[EXERCISE DIRECTIONS]
Transcribe the data exactly, pictures excluded.

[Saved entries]
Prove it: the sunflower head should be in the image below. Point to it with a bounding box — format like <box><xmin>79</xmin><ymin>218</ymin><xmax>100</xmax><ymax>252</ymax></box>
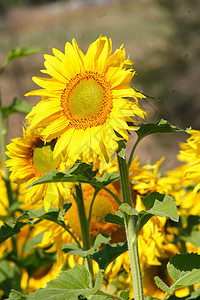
<box><xmin>67</xmin><ymin>183</ymin><xmax>125</xmax><ymax>243</ymax></box>
<box><xmin>6</xmin><ymin>127</ymin><xmax>72</xmax><ymax>211</ymax></box>
<box><xmin>25</xmin><ymin>36</ymin><xmax>146</xmax><ymax>165</ymax></box>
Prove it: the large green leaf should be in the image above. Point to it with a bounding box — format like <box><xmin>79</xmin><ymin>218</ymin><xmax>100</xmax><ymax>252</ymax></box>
<box><xmin>0</xmin><ymin>98</ymin><xmax>32</xmax><ymax>117</ymax></box>
<box><xmin>167</xmin><ymin>253</ymin><xmax>200</xmax><ymax>292</ymax></box>
<box><xmin>119</xmin><ymin>203</ymin><xmax>138</xmax><ymax>216</ymax></box>
<box><xmin>0</xmin><ymin>221</ymin><xmax>30</xmax><ymax>244</ymax></box>
<box><xmin>30</xmin><ymin>264</ymin><xmax>103</xmax><ymax>300</ymax></box>
<box><xmin>142</xmin><ymin>192</ymin><xmax>179</xmax><ymax>222</ymax></box>
<box><xmin>62</xmin><ymin>233</ymin><xmax>110</xmax><ymax>257</ymax></box>
<box><xmin>92</xmin><ymin>242</ymin><xmax>128</xmax><ymax>271</ymax></box>
<box><xmin>136</xmin><ymin>119</ymin><xmax>187</xmax><ymax>140</ymax></box>
<box><xmin>17</xmin><ymin>204</ymin><xmax>71</xmax><ymax>230</ymax></box>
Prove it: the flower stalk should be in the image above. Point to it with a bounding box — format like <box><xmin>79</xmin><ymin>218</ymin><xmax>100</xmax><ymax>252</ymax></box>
<box><xmin>74</xmin><ymin>183</ymin><xmax>95</xmax><ymax>287</ymax></box>
<box><xmin>117</xmin><ymin>153</ymin><xmax>144</xmax><ymax>300</ymax></box>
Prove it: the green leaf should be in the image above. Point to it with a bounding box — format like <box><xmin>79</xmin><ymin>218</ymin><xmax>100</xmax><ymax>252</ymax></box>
<box><xmin>18</xmin><ymin>249</ymin><xmax>56</xmax><ymax>277</ymax></box>
<box><xmin>66</xmin><ymin>162</ymin><xmax>98</xmax><ymax>180</ymax></box>
<box><xmin>180</xmin><ymin>230</ymin><xmax>200</xmax><ymax>248</ymax></box>
<box><xmin>91</xmin><ymin>296</ymin><xmax>112</xmax><ymax>300</ymax></box>
<box><xmin>0</xmin><ymin>47</ymin><xmax>44</xmax><ymax>75</ymax></box>
<box><xmin>92</xmin><ymin>242</ymin><xmax>128</xmax><ymax>271</ymax></box>
<box><xmin>104</xmin><ymin>212</ymin><xmax>125</xmax><ymax>227</ymax></box>
<box><xmin>119</xmin><ymin>289</ymin><xmax>129</xmax><ymax>300</ymax></box>
<box><xmin>117</xmin><ymin>140</ymin><xmax>127</xmax><ymax>159</ymax></box>
<box><xmin>136</xmin><ymin>211</ymin><xmax>153</xmax><ymax>236</ymax></box>
<box><xmin>17</xmin><ymin>204</ymin><xmax>71</xmax><ymax>230</ymax></box>
<box><xmin>31</xmin><ymin>264</ymin><xmax>103</xmax><ymax>300</ymax></box>
<box><xmin>0</xmin><ymin>98</ymin><xmax>32</xmax><ymax>117</ymax></box>
<box><xmin>142</xmin><ymin>192</ymin><xmax>179</xmax><ymax>222</ymax></box>
<box><xmin>167</xmin><ymin>253</ymin><xmax>200</xmax><ymax>292</ymax></box>
<box><xmin>119</xmin><ymin>203</ymin><xmax>138</xmax><ymax>216</ymax></box>
<box><xmin>188</xmin><ymin>285</ymin><xmax>200</xmax><ymax>299</ymax></box>
<box><xmin>0</xmin><ymin>260</ymin><xmax>15</xmax><ymax>283</ymax></box>
<box><xmin>154</xmin><ymin>276</ymin><xmax>170</xmax><ymax>293</ymax></box>
<box><xmin>23</xmin><ymin>232</ymin><xmax>44</xmax><ymax>252</ymax></box>
<box><xmin>0</xmin><ymin>221</ymin><xmax>30</xmax><ymax>244</ymax></box>
<box><xmin>136</xmin><ymin>119</ymin><xmax>187</xmax><ymax>141</ymax></box>
<box><xmin>95</xmin><ymin>173</ymin><xmax>119</xmax><ymax>186</ymax></box>
<box><xmin>7</xmin><ymin>289</ymin><xmax>29</xmax><ymax>300</ymax></box>
<box><xmin>62</xmin><ymin>233</ymin><xmax>111</xmax><ymax>257</ymax></box>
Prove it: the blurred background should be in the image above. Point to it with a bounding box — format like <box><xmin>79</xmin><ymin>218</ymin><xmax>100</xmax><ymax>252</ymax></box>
<box><xmin>0</xmin><ymin>0</ymin><xmax>200</xmax><ymax>170</ymax></box>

[ANSWER FOR THIS EXERCISE]
Prove it: the sunflower head should be in the image below. Point to it with a bounding box — format like <box><xmin>79</xmin><ymin>218</ymin><xmax>100</xmax><ymax>252</ymax></box>
<box><xmin>67</xmin><ymin>183</ymin><xmax>125</xmax><ymax>243</ymax></box>
<box><xmin>6</xmin><ymin>127</ymin><xmax>72</xmax><ymax>211</ymax></box>
<box><xmin>25</xmin><ymin>36</ymin><xmax>146</xmax><ymax>165</ymax></box>
Prove it: the large green leaf should be in the image above. Point to it with a bounding box — format like <box><xmin>79</xmin><ymin>218</ymin><xmax>100</xmax><ymax>252</ymax></box>
<box><xmin>0</xmin><ymin>98</ymin><xmax>32</xmax><ymax>117</ymax></box>
<box><xmin>167</xmin><ymin>253</ymin><xmax>200</xmax><ymax>292</ymax></box>
<box><xmin>119</xmin><ymin>203</ymin><xmax>138</xmax><ymax>216</ymax></box>
<box><xmin>0</xmin><ymin>221</ymin><xmax>30</xmax><ymax>244</ymax></box>
<box><xmin>30</xmin><ymin>264</ymin><xmax>103</xmax><ymax>300</ymax></box>
<box><xmin>142</xmin><ymin>192</ymin><xmax>179</xmax><ymax>222</ymax></box>
<box><xmin>62</xmin><ymin>233</ymin><xmax>110</xmax><ymax>257</ymax></box>
<box><xmin>92</xmin><ymin>242</ymin><xmax>128</xmax><ymax>271</ymax></box>
<box><xmin>136</xmin><ymin>119</ymin><xmax>187</xmax><ymax>140</ymax></box>
<box><xmin>17</xmin><ymin>204</ymin><xmax>71</xmax><ymax>230</ymax></box>
Prove it: the flower stalk should be in the image above. Point to it with a bounding box — format like <box><xmin>79</xmin><ymin>218</ymin><xmax>100</xmax><ymax>252</ymax></box>
<box><xmin>74</xmin><ymin>183</ymin><xmax>95</xmax><ymax>287</ymax></box>
<box><xmin>117</xmin><ymin>153</ymin><xmax>144</xmax><ymax>300</ymax></box>
Prove it: the green leaf should be in the image above. Point to it with a bounding box — format like <box><xmin>79</xmin><ymin>218</ymin><xmax>100</xmax><ymax>252</ymax></box>
<box><xmin>18</xmin><ymin>249</ymin><xmax>56</xmax><ymax>277</ymax></box>
<box><xmin>66</xmin><ymin>162</ymin><xmax>98</xmax><ymax>180</ymax></box>
<box><xmin>180</xmin><ymin>230</ymin><xmax>200</xmax><ymax>248</ymax></box>
<box><xmin>91</xmin><ymin>296</ymin><xmax>112</xmax><ymax>300</ymax></box>
<box><xmin>0</xmin><ymin>47</ymin><xmax>44</xmax><ymax>75</ymax></box>
<box><xmin>92</xmin><ymin>242</ymin><xmax>128</xmax><ymax>271</ymax></box>
<box><xmin>104</xmin><ymin>212</ymin><xmax>125</xmax><ymax>227</ymax></box>
<box><xmin>119</xmin><ymin>289</ymin><xmax>129</xmax><ymax>300</ymax></box>
<box><xmin>117</xmin><ymin>140</ymin><xmax>127</xmax><ymax>159</ymax></box>
<box><xmin>136</xmin><ymin>211</ymin><xmax>153</xmax><ymax>236</ymax></box>
<box><xmin>17</xmin><ymin>204</ymin><xmax>71</xmax><ymax>230</ymax></box>
<box><xmin>31</xmin><ymin>264</ymin><xmax>103</xmax><ymax>300</ymax></box>
<box><xmin>0</xmin><ymin>98</ymin><xmax>32</xmax><ymax>117</ymax></box>
<box><xmin>142</xmin><ymin>192</ymin><xmax>179</xmax><ymax>222</ymax></box>
<box><xmin>167</xmin><ymin>253</ymin><xmax>200</xmax><ymax>292</ymax></box>
<box><xmin>119</xmin><ymin>203</ymin><xmax>138</xmax><ymax>216</ymax></box>
<box><xmin>188</xmin><ymin>285</ymin><xmax>200</xmax><ymax>299</ymax></box>
<box><xmin>0</xmin><ymin>260</ymin><xmax>15</xmax><ymax>283</ymax></box>
<box><xmin>154</xmin><ymin>276</ymin><xmax>170</xmax><ymax>293</ymax></box>
<box><xmin>23</xmin><ymin>232</ymin><xmax>44</xmax><ymax>252</ymax></box>
<box><xmin>0</xmin><ymin>221</ymin><xmax>30</xmax><ymax>244</ymax></box>
<box><xmin>136</xmin><ymin>119</ymin><xmax>187</xmax><ymax>141</ymax></box>
<box><xmin>95</xmin><ymin>173</ymin><xmax>119</xmax><ymax>186</ymax></box>
<box><xmin>7</xmin><ymin>289</ymin><xmax>29</xmax><ymax>300</ymax></box>
<box><xmin>62</xmin><ymin>233</ymin><xmax>111</xmax><ymax>257</ymax></box>
Prove it: the blurred background should be in the image above. Point to it with a bounding box — format like <box><xmin>79</xmin><ymin>218</ymin><xmax>100</xmax><ymax>252</ymax></box>
<box><xmin>0</xmin><ymin>0</ymin><xmax>200</xmax><ymax>170</ymax></box>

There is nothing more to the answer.